■ Exercise description
All lines with the word "jacket" in the material below are required.

■ Listed records
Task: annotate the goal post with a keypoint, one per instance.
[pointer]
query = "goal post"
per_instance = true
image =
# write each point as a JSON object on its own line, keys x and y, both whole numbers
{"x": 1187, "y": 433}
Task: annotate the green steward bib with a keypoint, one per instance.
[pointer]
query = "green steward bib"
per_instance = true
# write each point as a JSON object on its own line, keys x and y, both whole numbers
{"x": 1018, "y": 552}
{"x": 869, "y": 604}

* * *

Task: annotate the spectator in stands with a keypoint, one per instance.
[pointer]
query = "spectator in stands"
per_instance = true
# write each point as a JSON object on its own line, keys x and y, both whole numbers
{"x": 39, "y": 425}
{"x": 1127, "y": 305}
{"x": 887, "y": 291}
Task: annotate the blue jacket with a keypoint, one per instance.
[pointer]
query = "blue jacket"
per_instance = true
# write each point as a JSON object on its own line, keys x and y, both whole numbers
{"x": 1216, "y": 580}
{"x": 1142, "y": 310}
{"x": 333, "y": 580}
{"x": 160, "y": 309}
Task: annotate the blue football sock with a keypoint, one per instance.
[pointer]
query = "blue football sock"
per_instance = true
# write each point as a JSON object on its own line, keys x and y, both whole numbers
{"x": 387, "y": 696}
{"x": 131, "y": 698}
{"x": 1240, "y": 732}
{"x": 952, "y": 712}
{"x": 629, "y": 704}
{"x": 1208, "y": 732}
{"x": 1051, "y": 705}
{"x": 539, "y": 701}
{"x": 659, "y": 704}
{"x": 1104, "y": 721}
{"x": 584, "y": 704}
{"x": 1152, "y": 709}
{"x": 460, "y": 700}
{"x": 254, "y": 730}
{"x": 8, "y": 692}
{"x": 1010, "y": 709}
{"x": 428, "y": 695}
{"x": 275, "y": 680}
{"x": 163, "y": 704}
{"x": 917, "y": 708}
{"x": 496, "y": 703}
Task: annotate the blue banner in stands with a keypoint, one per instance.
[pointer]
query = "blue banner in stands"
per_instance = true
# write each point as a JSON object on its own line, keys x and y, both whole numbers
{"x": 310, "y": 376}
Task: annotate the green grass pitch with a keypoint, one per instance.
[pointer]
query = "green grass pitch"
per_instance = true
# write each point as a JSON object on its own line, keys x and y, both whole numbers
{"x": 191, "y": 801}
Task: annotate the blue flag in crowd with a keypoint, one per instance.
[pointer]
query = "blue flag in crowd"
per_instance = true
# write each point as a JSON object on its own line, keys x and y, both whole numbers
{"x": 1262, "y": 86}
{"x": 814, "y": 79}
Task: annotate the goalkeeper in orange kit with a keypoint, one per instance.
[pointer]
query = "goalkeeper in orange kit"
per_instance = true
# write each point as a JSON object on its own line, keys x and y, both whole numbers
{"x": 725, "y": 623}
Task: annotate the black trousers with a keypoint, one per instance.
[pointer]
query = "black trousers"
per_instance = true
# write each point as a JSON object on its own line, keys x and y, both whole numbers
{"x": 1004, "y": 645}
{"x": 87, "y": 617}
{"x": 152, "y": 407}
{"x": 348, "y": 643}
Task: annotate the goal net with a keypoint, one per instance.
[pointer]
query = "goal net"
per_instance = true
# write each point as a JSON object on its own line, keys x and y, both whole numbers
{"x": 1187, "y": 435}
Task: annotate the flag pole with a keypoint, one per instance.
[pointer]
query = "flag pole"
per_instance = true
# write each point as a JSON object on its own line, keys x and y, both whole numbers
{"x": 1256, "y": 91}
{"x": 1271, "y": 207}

* * *

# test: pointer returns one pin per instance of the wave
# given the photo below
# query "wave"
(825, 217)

■ Response
Task: annotate the blue jacket with a keypoint, one per instance.
query = "blue jacket"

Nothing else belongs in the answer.